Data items

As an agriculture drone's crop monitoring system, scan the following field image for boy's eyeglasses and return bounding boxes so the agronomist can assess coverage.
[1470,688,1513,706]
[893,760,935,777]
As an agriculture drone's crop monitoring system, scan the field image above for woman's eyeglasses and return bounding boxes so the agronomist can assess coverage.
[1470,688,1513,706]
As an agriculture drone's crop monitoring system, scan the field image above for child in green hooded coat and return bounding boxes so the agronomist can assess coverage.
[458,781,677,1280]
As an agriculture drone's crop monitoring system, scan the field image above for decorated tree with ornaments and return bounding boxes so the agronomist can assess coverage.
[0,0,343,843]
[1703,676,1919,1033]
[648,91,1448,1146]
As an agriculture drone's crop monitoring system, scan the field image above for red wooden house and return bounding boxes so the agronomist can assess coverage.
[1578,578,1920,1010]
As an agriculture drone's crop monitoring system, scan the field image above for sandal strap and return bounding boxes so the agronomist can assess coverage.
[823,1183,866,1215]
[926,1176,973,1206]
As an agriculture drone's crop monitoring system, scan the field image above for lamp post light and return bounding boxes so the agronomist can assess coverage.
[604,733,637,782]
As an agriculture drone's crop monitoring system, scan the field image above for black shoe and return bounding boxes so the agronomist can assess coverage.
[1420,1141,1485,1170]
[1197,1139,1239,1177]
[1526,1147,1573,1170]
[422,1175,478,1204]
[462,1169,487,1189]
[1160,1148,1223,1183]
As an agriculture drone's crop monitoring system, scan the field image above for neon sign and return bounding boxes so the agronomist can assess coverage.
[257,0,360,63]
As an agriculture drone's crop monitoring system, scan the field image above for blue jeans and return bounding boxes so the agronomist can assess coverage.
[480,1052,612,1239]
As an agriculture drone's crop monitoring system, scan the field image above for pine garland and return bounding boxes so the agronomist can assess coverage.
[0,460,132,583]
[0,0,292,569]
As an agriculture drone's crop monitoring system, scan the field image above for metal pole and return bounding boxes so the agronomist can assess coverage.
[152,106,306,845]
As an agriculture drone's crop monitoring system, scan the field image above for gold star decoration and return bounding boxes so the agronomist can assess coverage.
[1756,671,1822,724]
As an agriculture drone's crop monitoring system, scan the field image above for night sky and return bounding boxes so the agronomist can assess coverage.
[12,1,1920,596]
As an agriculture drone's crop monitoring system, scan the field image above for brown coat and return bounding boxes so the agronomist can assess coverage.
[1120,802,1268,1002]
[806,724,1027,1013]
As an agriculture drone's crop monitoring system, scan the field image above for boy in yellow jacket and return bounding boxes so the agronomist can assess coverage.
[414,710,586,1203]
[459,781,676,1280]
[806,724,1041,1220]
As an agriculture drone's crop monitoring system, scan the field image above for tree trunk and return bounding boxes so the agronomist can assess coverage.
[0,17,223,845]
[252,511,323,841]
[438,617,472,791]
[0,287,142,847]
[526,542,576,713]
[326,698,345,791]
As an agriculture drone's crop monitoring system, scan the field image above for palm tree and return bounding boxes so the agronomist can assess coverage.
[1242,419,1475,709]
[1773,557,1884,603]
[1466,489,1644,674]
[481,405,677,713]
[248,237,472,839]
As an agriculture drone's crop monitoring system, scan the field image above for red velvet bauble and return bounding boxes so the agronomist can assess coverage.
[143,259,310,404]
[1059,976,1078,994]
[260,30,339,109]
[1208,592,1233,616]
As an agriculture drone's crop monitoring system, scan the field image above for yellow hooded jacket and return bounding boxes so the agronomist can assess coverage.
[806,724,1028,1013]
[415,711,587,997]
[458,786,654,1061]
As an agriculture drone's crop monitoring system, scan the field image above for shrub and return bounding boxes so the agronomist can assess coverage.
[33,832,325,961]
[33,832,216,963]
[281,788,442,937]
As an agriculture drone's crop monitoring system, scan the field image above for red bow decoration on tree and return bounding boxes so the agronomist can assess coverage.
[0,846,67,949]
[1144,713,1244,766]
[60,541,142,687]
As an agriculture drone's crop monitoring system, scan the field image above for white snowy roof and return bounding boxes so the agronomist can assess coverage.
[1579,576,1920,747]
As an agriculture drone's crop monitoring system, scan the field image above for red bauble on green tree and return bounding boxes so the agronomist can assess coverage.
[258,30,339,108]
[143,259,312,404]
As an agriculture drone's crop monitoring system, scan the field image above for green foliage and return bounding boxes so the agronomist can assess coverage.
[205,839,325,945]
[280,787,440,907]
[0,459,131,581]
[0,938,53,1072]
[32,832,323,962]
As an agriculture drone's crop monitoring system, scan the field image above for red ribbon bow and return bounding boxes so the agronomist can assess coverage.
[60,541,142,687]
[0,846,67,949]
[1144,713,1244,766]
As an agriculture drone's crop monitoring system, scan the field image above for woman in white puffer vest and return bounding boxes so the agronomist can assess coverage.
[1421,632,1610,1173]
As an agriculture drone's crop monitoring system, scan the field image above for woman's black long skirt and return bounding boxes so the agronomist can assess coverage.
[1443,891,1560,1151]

▶ [Problem statement]: Your response must consist of every line above, reproduced exactly.

▶ [The answer]:
As an agriculture drone's crop monitoring system, scan the following field image for boy's eyeglasses and return bounding boxes so the agronomist can assess coverage.
[1470,688,1513,706]
[893,760,935,777]
As an agriculture drone's crop monitoring system, scan the field image above for woman's eyeglasses and return bounding boxes so the agronomist can assess coverage.
[1470,688,1513,706]
As an agriculture drone's crop monitoring system, scan the field image above for child in green hooded coat and return bounding boxes so the agronomist can assess coverage.
[458,781,677,1280]
As an agriculture drone's crop monitoring system, scan the field image above for decorated tree with ornaments and return bounding boxes so the agronomist can assess coverage.
[0,0,343,843]
[1703,676,1919,1033]
[648,91,1448,1146]
As an agriculture drone's crop monitoring system, scan the field image above for red wooden house and return bounding boxes so the agronomist can assess coverage.
[1578,578,1920,1010]
As an agriculture drone's crop monitoring system, scan the field image above for sandal strap and return bounding boxes so the agronomist can assess coverage.
[823,1183,866,1215]
[926,1176,973,1206]
As an agriculture drone's crop monitoring system, scan the field image above for lamp post light and return bounding boxes so the agronomist can assess coverage.
[604,733,637,782]
As an agriculture drone's crop monitoring system, scan the field image above for black shoe and return bounding boxes so the agronomist can assess coverage.
[1420,1141,1485,1170]
[1197,1139,1239,1177]
[1526,1147,1573,1170]
[422,1175,478,1204]
[462,1169,487,1189]
[1160,1148,1223,1183]
As an agriculture drone's crop monitoring system, scan the field image above for neon sign and return bounding boxes so the agronomist can assess coverage.
[257,0,360,63]
As an agriculture drone's crop monitoring system, scan the field image above for blue jeans and return bounding boxes so the agronomist can assess coverage.
[480,1052,612,1239]
As an agriculture drone's crop monitoring system, scan the field image above for pine garland and return bounding boxes so the agronomist can assess coverage.
[0,460,132,583]
[0,0,292,569]
As an agriculture drone's crop monitoring system, scan the field image above for metal pole and return bounding boxes so the agronomist can assess coverage.
[152,106,306,845]
As an agriculture drone's crop monitoring system, scan the field image above for gold star decoration and return bounding boxes so the agronomist can assess coverage.
[1756,671,1822,724]
As an agriculture drone's crop monitoring system, scan the field image above for night sky and return bounding boxes so the agronomist can assess coverage.
[12,1,1920,596]
As an agriculture drone's crop monitoring system, scan the field image above for brown coat and return bounding boxes so the agronomist can assess coverage.
[1120,802,1268,1002]
[806,724,1027,1013]
As an agriculture drone's crop monitoring system, scan the field image above for boy in yellow jacket and return bounding boxes so the agronomist can assess coverage.
[414,710,586,1203]
[459,781,676,1280]
[806,724,1041,1220]
As an agriculture drone's crop monitoring system, scan the field image above for tree trunk and return bounding boxes so the agronomist can assess coverage.
[0,17,223,845]
[252,511,323,841]
[438,617,472,791]
[0,287,142,847]
[526,542,576,713]
[326,698,345,791]
As an agriculture drone's crop monitoring system, scan the field image above for palm tree and return bounding boxes so the agronomist can assess coverage.
[1242,419,1475,709]
[1773,557,1884,603]
[1466,489,1644,674]
[481,405,677,713]
[248,237,472,839]
As an agriculture drone's crop monitoring system, scan the field image above for red velvet bauble and return bounding boxes so the agronomist can assess coverage.
[143,259,310,404]
[1059,976,1078,994]
[260,30,339,109]
[1208,592,1233,616]
As an agriculture drone's crop monitoring system, scan the field image above for yellow hooded jacket and return bounding boxes so the agronomist can assess coverage.
[806,724,1028,1013]
[415,711,587,997]
[458,786,654,1061]
As an agriculture drone's crop monitoring system, scan the field image above for shrub and return bounding boxes so the agronomist can assess coverage.
[33,832,325,961]
[33,832,216,963]
[281,788,442,937]
As an agriculture drone's crop monitoring system, scan the field image above for red bow decoration on tree and return bounding boxes so the agronomist can assess coverage.
[0,846,67,949]
[1144,713,1244,766]
[60,541,142,687]
As an agriculture drone's crop monitoring system, scan the field image above for white snowy roof and return bounding boxes so the agronomist can assess coverage.
[1579,576,1920,747]
As an agriculture drone's crop monitoring system, scan the field image above for red bauble on green tree and return bounding boxes so the agronomist can assess coverage.
[258,30,339,108]
[143,259,312,404]
As an agriculture drone's crop monitoring system, scan the field image above for green foliage and return bounding boxes so the agronomist can assess coverage.
[205,839,325,945]
[280,787,440,907]
[0,459,131,581]
[0,938,53,1072]
[32,832,323,962]
As an agriculture drone's crop monitoring system, scan the field image above for red ribbon bow and return bounding boxes so the agronomist can assess coverage.
[60,541,142,687]
[0,846,67,949]
[1144,713,1244,766]
As an agriculture drone's crop monitoring system, scan the field image above for woman in white puffer vest and return bounding boxes so the agronomist can assess coverage.
[1421,632,1610,1173]
As an agriculture drone's crop monitoring system, scan the field image above for woman's black long skirt and return bounding boxes so the agronomist can assess coverage.
[1443,891,1560,1151]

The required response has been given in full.